#### PROBLEM
Your job with the data below is to output exactly the lines from the one holding "--target tree branch" down to the one holding "Provide the mask of every instance of the tree", both included, and no others.

(Dataset entries)
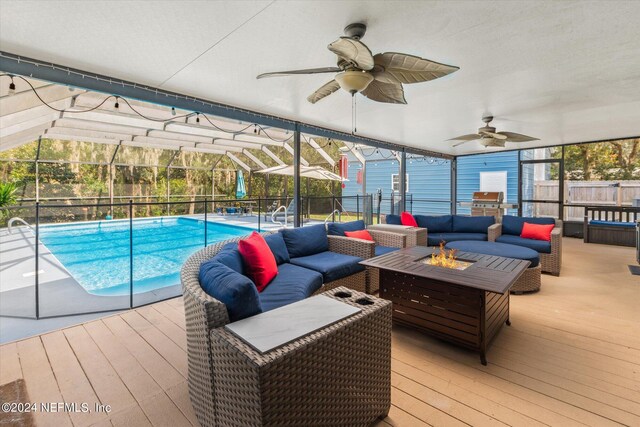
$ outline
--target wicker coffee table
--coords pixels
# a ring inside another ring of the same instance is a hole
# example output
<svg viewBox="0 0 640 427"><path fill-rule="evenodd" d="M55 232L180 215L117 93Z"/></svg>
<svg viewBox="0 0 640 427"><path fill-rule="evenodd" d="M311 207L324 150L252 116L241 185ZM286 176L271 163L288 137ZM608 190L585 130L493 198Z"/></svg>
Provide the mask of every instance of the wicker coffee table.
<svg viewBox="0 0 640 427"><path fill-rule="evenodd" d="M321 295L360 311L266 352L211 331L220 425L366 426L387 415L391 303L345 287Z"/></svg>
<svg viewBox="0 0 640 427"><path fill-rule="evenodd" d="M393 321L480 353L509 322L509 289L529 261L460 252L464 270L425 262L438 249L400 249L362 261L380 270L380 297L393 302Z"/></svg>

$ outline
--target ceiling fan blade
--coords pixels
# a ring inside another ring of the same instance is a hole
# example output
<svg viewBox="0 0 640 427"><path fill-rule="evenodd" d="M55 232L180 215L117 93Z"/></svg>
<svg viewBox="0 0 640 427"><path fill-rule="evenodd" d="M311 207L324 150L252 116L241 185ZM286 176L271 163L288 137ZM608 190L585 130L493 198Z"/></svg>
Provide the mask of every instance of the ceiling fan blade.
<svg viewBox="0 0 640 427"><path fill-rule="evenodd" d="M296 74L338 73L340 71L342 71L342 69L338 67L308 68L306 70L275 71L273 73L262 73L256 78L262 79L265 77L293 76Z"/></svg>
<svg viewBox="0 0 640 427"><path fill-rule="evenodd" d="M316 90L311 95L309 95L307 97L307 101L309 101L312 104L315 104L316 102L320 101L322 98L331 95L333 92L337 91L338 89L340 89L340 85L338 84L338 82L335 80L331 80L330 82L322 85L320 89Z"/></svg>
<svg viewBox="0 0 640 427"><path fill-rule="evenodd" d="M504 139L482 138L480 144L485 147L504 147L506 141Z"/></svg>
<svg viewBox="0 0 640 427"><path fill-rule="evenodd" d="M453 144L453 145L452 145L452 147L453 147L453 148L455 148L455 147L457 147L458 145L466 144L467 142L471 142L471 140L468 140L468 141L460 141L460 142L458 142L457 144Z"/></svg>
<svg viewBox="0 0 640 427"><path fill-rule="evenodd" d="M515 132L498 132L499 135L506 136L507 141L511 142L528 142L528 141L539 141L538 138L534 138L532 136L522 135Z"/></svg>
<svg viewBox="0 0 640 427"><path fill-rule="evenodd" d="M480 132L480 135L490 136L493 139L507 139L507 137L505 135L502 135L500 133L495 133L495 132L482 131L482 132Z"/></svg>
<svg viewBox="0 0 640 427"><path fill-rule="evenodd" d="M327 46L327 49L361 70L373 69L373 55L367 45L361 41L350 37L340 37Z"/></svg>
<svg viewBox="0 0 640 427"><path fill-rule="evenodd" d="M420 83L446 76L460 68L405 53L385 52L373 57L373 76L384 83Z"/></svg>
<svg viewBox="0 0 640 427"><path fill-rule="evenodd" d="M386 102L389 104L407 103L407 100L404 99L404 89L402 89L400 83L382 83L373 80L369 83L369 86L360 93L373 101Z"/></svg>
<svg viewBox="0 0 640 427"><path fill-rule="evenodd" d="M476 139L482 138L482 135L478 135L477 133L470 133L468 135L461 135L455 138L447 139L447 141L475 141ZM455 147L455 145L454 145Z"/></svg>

==

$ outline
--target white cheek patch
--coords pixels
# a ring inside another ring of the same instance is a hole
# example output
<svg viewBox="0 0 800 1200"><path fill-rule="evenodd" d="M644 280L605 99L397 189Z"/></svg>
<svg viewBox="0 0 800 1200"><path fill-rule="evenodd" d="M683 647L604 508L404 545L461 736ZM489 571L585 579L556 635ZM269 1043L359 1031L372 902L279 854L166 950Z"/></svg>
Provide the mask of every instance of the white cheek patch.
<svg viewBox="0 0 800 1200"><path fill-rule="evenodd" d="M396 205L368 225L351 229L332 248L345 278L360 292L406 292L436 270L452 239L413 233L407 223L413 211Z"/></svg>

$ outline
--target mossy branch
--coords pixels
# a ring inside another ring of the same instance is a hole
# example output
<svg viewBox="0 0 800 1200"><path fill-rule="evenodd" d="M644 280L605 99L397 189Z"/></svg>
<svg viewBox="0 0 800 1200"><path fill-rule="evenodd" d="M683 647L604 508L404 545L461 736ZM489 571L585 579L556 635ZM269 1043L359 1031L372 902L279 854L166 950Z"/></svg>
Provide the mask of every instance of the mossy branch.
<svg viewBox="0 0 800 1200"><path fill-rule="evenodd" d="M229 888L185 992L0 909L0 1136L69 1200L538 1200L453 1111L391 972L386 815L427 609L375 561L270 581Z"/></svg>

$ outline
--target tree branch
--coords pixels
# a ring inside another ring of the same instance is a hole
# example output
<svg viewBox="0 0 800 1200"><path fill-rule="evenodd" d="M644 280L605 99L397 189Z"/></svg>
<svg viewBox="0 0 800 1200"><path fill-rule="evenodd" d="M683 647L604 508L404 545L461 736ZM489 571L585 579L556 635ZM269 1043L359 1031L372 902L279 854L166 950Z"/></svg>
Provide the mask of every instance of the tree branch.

#### PROBLEM SOLUTION
--target tree branch
--coords pixels
# a ring inside another ring of the same instance is a hole
# example output
<svg viewBox="0 0 800 1200"><path fill-rule="evenodd" d="M644 280L605 99L397 189Z"/></svg>
<svg viewBox="0 0 800 1200"><path fill-rule="evenodd" d="M683 647L604 508L404 545L461 736ZM489 571L585 579L556 635ZM269 1043L359 1031L372 902L279 854L166 950Z"/></svg>
Provide the mask of every instance of the tree branch.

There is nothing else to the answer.